§ Énoncé du problème:
Poursuivez, s'il vous plaît, le texte ci-dessous sur les chiffres d'adhésion à la FFE, à la suite de sa dernière phrase.

§ Extrait:

━━━

Corse toujours !

Poursuivant mon inspection des chiffres d’adhésion de la FFE en fonction du temps et par âge, genre, ligue et licence, je voudrais reprendre là où je m’étais arrêtée la dernière fois, à savoir les politiques de ligues, du moins telles qu’elles transparaissent des données chiffrées brutes.

Rappelons tout d’abord les conclusions du petit exercice de comptabilité élémentaire que j’avais mené et que je vais compléter ci-dessous par les données maintenant disponibles pour la saison 2013/2014, qui sont loin d’être inintéressantes, comme vous allez le constater : Les résultats globaux de la FFE indiquent une progression nette du nombre de licenciés sur la période qui va de la saison 2008/2009 à la saison 2012/2013 (de 53840 à 63097, soit une augmentation relative de près de 15 % et plus de 9000 adhérents supplémentaires) mais chutent brutalement pour 2013/2014 en redescendant à 58491. Ceci correspond à une perte de 4606 licenciés en une année, c’est-à-dire quasiment la moitié du gain des années précédentes en une saison, ce qui n’est pas banal. Dans le même temps, le ratio F/H s’est (légèrement) amélioré d’abord, passant de 23/77 à 24/76 pour baisser à la dernière saison : 22/78 (chiffres arrondis à l’entier).

━━━

§ Matériel présenté:
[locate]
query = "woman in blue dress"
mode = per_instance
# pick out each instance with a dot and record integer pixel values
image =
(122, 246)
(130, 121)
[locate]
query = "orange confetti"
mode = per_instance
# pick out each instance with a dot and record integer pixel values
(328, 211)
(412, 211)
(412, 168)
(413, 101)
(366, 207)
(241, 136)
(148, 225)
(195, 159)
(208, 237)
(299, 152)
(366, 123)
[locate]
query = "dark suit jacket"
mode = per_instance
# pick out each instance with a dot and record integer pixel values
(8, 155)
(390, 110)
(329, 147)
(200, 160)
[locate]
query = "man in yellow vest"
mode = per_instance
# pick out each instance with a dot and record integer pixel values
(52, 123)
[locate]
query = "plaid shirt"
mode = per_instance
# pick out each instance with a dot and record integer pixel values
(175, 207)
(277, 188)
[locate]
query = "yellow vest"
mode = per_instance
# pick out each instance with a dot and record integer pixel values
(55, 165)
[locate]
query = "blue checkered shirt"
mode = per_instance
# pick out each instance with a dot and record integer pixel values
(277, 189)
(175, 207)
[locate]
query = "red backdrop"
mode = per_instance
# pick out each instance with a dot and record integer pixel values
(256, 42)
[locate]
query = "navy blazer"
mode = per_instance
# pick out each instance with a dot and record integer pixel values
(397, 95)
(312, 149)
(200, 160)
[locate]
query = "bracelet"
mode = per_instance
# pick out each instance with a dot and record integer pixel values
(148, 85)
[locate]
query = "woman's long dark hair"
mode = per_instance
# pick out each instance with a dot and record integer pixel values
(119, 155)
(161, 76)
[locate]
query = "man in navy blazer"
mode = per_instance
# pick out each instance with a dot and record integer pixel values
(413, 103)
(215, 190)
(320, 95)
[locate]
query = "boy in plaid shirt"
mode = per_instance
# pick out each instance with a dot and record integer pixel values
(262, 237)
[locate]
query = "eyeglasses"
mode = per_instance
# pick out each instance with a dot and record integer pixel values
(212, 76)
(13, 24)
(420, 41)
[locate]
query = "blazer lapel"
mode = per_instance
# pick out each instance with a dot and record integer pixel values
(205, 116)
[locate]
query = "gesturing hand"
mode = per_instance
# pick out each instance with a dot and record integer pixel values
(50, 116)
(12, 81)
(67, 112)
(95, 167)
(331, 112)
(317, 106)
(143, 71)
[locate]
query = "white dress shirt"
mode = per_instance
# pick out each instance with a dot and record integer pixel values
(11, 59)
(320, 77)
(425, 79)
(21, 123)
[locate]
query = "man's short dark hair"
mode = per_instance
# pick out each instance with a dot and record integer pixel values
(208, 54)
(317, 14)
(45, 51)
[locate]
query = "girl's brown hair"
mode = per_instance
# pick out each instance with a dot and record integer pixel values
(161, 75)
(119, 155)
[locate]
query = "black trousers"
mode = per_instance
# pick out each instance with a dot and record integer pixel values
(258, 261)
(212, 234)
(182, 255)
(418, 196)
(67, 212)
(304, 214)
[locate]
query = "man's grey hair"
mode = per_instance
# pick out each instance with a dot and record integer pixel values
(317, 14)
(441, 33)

━━━

§ Bonne réponse:
Je vous passe les détails de mes déductions Holmesiennes pour en arriver au résultat : ce notable accroissement correspond aux efforts de chaque ligue, avec des disparités évidentes comme le montrait mon tableau précédent, tandis que cette étrange évaporation, qui a touché relativement plus les femmes que les hommes tient à peu près à l’action de la seule ligue corse : de 5819 licenciés en 2012/2013 cette ligue passe abruptement à 369 pour 2013/2014 (dont une seule licence B, une pupillette !), soit une chute de 5459 adhérents. Nous avons là même plus que les 4606 licences qui manquent à l’appel. Il n’est pas dans mon propos de revenir, détailler ou discourir sur les raisons qui ont poussé la ligue corse à ne plus inscrire ses joueurs à la FFE : ceci dépasse très largement le cadre de la question de la mixité et mènerait à des débats sans doute sans fin. Ceux que cette question intéresse trouveront sur le web moult sites pour s’informer et participer au débat.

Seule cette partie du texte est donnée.